• [Exercise]
Copy the lines below that contain "entrance".

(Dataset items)

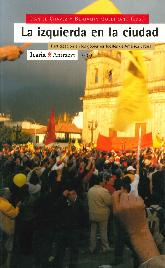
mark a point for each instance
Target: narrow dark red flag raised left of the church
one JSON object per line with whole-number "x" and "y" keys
{"x": 50, "y": 136}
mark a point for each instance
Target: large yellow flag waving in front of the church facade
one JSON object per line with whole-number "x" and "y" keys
{"x": 133, "y": 101}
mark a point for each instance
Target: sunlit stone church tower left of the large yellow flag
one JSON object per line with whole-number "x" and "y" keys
{"x": 103, "y": 82}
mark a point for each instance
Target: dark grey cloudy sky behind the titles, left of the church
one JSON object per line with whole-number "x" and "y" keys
{"x": 30, "y": 89}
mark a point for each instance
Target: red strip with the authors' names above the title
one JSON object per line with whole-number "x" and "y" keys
{"x": 90, "y": 18}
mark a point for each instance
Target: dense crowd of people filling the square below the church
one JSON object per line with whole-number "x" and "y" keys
{"x": 53, "y": 199}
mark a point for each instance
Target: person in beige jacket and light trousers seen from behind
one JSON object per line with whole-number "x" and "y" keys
{"x": 99, "y": 202}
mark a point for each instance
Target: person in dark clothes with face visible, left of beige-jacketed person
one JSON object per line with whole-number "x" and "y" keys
{"x": 70, "y": 221}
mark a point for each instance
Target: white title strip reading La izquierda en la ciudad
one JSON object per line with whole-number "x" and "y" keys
{"x": 87, "y": 33}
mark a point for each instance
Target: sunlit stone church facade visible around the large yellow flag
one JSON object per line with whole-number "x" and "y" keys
{"x": 104, "y": 80}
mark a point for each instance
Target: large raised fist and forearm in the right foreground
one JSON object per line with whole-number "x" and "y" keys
{"x": 131, "y": 213}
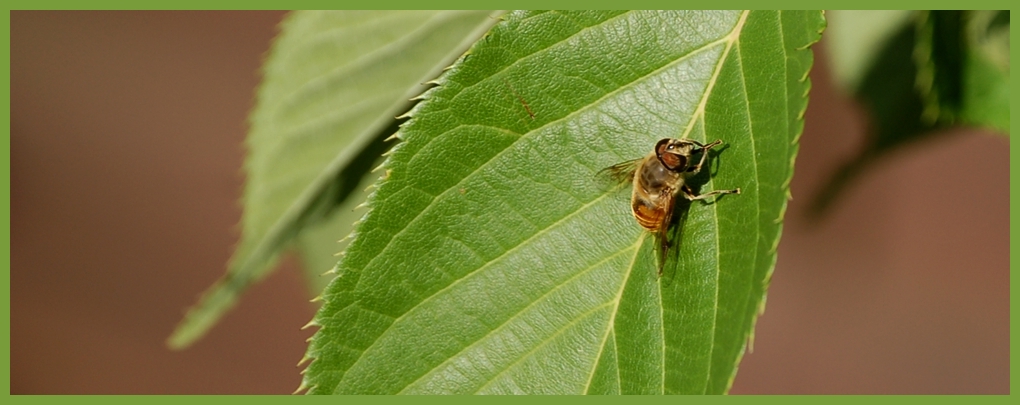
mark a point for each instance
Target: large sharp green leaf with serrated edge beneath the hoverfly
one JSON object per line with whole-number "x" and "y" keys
{"x": 493, "y": 262}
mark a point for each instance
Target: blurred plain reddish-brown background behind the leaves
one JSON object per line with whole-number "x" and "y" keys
{"x": 127, "y": 132}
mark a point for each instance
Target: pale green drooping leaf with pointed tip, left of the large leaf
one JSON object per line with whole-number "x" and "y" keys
{"x": 333, "y": 84}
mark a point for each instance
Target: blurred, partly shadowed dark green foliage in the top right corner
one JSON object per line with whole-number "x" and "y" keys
{"x": 919, "y": 74}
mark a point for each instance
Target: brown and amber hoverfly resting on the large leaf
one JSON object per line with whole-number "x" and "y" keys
{"x": 658, "y": 179}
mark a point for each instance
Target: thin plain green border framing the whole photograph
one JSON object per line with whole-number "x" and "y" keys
{"x": 450, "y": 5}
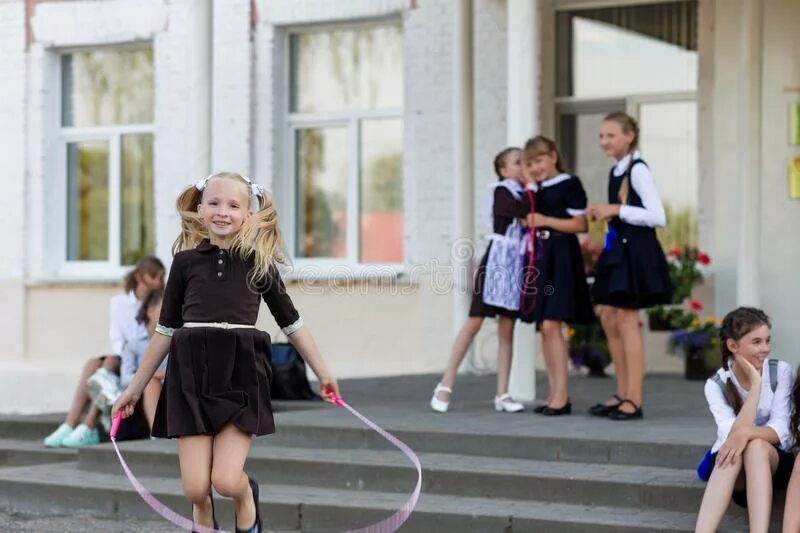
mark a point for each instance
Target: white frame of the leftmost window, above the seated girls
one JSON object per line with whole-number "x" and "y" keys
{"x": 112, "y": 267}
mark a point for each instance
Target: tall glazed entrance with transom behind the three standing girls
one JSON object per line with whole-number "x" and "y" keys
{"x": 643, "y": 60}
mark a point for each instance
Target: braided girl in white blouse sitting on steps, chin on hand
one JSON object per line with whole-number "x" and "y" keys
{"x": 749, "y": 398}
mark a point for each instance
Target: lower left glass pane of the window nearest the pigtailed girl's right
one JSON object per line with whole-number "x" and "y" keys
{"x": 321, "y": 170}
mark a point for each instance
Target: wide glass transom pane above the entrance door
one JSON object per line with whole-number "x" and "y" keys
{"x": 627, "y": 50}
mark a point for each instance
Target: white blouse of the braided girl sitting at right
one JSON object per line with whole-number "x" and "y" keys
{"x": 774, "y": 409}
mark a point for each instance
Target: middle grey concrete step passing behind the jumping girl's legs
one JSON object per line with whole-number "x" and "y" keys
{"x": 463, "y": 475}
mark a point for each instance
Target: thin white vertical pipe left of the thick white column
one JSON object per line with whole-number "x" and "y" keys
{"x": 463, "y": 182}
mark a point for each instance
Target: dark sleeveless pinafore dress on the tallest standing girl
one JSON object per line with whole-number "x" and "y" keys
{"x": 632, "y": 272}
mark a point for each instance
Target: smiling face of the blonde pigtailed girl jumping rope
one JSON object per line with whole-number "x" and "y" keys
{"x": 224, "y": 208}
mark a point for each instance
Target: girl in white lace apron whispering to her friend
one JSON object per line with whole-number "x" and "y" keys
{"x": 497, "y": 283}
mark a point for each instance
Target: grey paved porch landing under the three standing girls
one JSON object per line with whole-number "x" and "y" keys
{"x": 675, "y": 409}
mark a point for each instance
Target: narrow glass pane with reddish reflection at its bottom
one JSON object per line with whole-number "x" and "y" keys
{"x": 381, "y": 187}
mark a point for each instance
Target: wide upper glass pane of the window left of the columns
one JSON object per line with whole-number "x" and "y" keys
{"x": 360, "y": 68}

• [Result]
Target: tall glazed entrance with transom behind the three standing girls
Target: wide glass transom pane above the entrance door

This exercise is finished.